Given task:
Count how many lines in the records contain the string "dusty", and give only that number.

··· Material provided ···

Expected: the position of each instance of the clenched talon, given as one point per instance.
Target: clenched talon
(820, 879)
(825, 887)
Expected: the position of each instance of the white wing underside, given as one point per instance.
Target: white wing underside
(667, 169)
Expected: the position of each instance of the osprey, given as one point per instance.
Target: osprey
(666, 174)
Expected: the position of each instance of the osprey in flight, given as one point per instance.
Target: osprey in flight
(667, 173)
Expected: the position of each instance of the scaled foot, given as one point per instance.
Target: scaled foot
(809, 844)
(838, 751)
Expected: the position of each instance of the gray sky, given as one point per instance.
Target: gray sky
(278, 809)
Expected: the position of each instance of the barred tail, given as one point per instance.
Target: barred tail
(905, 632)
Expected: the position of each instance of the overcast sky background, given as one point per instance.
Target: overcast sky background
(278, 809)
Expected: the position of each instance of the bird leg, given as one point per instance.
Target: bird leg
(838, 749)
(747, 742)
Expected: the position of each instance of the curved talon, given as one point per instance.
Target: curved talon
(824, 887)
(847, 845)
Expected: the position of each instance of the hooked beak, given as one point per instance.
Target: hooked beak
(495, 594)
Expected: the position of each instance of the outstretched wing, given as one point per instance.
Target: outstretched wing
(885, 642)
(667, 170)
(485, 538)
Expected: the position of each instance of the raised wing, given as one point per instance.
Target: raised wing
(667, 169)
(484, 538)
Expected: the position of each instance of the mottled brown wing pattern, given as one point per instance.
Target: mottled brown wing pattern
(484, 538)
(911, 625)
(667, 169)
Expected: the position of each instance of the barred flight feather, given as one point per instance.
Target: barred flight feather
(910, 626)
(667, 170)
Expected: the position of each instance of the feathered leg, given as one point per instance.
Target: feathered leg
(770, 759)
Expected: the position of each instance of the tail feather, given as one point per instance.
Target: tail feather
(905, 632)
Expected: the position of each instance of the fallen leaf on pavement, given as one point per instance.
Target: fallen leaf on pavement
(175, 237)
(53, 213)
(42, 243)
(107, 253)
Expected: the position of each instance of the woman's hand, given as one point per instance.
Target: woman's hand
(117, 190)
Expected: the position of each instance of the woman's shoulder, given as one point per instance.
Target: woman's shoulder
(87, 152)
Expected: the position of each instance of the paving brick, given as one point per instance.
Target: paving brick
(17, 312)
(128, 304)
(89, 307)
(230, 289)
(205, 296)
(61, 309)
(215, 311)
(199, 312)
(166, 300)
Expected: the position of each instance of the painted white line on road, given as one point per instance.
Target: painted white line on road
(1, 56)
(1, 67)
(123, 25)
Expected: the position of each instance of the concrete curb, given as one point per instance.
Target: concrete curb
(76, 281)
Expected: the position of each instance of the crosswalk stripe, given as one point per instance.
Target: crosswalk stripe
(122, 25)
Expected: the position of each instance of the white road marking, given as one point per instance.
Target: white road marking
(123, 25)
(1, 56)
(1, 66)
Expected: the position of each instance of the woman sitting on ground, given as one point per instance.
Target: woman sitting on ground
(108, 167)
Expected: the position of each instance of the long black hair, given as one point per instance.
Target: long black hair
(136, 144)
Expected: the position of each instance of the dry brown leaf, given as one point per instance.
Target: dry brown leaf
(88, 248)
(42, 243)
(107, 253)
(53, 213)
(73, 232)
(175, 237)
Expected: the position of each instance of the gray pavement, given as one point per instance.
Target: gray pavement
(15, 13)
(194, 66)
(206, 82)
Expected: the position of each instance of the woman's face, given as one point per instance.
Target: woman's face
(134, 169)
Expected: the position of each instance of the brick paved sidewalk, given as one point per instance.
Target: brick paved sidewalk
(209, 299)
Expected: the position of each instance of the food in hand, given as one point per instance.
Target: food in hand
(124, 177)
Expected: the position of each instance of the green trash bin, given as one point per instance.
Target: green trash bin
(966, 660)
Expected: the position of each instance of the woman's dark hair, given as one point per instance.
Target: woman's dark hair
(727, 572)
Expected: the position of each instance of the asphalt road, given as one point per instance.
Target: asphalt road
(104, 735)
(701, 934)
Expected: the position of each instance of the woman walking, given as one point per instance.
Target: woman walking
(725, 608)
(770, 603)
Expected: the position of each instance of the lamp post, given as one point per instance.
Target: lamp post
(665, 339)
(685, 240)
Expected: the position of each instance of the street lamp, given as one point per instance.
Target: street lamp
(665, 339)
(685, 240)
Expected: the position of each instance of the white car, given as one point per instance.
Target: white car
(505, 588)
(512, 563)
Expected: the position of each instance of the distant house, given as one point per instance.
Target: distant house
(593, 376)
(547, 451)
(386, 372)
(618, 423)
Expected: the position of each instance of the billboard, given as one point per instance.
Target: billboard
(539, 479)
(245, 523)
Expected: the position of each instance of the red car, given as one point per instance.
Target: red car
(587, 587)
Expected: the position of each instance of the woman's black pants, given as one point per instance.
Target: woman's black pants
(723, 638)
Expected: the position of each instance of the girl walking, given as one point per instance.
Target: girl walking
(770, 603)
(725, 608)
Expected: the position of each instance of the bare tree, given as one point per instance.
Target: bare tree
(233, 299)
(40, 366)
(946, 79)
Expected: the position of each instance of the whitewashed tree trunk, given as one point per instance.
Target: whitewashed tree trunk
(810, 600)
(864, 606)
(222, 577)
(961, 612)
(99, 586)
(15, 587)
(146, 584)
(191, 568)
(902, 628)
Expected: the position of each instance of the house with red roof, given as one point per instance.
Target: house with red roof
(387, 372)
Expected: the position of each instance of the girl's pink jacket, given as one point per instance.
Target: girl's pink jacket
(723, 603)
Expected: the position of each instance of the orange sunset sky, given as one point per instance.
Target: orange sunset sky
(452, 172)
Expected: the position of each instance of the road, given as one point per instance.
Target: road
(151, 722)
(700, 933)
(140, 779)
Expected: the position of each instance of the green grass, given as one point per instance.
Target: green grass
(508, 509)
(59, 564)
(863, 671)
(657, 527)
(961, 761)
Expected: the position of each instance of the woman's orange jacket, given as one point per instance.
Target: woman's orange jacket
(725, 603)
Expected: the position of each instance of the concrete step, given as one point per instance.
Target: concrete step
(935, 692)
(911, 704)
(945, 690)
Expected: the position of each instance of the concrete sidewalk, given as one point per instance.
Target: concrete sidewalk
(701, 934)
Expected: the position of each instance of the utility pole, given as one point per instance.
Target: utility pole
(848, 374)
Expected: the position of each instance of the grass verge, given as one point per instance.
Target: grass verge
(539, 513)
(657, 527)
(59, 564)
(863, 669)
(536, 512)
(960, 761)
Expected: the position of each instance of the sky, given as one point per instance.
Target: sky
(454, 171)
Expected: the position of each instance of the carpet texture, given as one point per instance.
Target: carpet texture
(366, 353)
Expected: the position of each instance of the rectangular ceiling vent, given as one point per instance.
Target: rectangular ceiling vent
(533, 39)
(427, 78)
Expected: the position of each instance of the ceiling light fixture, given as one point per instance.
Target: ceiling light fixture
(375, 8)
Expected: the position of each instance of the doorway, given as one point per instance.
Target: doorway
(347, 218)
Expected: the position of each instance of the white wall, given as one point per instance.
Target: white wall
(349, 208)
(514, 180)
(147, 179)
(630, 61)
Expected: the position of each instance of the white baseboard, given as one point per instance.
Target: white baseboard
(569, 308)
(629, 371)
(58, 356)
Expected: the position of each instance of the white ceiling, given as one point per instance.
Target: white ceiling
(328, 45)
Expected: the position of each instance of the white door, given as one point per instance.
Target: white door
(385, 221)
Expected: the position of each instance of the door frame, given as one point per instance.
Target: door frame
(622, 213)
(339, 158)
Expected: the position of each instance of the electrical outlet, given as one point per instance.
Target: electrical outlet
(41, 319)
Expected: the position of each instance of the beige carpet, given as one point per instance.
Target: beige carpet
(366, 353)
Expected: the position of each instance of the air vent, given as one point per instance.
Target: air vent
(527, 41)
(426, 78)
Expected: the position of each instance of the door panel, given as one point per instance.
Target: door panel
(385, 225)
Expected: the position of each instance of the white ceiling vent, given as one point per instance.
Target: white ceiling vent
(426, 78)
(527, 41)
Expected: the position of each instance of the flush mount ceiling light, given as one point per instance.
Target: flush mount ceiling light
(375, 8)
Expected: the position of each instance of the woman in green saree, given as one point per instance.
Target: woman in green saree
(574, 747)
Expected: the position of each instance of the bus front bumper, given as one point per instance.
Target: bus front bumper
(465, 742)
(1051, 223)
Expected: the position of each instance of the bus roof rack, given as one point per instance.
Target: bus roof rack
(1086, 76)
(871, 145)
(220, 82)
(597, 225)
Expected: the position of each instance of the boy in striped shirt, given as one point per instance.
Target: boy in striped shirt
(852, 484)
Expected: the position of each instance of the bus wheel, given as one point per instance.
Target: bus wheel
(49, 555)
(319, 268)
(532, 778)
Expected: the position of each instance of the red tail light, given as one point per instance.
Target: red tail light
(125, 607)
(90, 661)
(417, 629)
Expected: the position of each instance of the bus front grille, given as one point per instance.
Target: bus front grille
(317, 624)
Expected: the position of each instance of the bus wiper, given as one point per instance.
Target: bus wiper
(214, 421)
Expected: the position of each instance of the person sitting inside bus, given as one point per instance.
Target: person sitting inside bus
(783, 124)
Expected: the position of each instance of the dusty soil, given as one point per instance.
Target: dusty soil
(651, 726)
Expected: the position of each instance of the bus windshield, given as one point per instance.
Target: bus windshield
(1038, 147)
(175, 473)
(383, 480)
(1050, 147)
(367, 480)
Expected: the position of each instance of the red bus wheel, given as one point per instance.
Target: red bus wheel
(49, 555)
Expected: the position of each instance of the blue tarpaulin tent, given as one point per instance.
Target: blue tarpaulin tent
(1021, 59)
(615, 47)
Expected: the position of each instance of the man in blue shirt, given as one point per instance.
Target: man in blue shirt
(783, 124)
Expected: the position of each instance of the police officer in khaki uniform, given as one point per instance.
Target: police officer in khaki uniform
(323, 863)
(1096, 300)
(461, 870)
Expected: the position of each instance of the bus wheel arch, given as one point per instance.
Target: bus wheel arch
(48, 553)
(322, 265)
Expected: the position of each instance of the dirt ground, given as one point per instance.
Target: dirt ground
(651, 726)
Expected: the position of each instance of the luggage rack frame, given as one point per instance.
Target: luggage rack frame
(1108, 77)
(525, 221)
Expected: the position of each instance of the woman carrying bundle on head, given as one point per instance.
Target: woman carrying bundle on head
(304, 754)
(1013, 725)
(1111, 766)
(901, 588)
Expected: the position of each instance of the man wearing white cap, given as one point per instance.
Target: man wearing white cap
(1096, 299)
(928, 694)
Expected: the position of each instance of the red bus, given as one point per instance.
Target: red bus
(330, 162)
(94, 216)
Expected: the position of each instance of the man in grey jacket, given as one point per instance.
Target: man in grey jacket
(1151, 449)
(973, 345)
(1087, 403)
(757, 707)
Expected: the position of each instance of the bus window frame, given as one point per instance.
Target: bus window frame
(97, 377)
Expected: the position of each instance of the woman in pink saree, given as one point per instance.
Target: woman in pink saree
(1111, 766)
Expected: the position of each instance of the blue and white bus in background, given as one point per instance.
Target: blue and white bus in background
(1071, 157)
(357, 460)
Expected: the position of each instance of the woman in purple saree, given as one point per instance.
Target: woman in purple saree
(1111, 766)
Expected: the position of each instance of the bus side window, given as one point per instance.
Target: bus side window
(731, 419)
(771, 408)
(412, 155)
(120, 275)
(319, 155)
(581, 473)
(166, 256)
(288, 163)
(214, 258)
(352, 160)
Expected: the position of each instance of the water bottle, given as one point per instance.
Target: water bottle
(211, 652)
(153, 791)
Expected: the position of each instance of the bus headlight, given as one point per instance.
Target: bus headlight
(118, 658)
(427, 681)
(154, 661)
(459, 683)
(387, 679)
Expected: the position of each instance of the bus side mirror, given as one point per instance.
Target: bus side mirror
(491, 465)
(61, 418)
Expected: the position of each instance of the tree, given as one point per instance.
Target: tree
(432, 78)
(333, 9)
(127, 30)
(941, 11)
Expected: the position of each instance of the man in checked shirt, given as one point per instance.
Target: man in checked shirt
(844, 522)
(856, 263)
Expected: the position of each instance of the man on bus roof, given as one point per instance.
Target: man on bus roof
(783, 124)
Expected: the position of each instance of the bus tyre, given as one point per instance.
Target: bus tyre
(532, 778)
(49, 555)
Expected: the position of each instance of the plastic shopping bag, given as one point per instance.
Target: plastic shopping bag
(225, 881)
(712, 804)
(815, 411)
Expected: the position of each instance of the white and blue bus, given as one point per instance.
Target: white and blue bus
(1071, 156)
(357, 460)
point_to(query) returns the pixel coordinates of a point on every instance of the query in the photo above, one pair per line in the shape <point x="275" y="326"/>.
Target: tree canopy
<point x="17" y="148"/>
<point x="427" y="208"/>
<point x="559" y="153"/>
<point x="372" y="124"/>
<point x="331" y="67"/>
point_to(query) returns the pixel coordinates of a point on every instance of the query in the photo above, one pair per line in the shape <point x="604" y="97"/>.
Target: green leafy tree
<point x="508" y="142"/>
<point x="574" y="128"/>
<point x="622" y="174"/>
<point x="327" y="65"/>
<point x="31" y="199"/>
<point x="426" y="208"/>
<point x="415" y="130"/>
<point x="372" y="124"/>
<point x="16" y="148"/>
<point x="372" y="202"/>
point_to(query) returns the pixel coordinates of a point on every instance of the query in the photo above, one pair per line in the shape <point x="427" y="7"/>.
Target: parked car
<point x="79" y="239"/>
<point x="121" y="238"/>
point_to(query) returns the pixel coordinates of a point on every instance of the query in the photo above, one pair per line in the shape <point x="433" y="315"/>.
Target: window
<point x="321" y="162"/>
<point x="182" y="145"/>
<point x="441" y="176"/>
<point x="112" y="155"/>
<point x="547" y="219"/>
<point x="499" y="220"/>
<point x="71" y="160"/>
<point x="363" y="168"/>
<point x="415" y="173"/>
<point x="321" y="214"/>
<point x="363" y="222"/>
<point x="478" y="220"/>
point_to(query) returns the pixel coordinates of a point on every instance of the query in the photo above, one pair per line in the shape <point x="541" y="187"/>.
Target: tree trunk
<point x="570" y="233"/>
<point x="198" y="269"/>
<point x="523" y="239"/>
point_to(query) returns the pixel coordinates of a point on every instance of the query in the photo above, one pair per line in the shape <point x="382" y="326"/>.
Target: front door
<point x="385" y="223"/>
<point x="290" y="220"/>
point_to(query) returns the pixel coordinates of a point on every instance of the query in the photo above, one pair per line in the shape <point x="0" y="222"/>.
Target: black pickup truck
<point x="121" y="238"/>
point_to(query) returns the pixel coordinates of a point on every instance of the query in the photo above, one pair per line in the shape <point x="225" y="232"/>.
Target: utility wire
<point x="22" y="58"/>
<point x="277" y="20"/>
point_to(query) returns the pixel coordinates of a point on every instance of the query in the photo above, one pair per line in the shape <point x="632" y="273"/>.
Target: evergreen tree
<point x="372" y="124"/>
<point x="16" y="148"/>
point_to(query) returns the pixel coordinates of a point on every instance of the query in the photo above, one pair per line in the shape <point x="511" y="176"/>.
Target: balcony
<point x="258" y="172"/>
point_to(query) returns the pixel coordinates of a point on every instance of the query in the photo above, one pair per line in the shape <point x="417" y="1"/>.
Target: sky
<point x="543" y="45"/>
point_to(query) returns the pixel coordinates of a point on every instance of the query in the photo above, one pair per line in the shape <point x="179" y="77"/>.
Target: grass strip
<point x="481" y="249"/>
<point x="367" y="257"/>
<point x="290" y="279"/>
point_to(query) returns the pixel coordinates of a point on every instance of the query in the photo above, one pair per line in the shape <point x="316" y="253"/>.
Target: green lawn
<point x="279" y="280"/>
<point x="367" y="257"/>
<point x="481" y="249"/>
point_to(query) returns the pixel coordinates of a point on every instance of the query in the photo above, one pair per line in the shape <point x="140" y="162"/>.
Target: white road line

···

Solution to the exercise:
2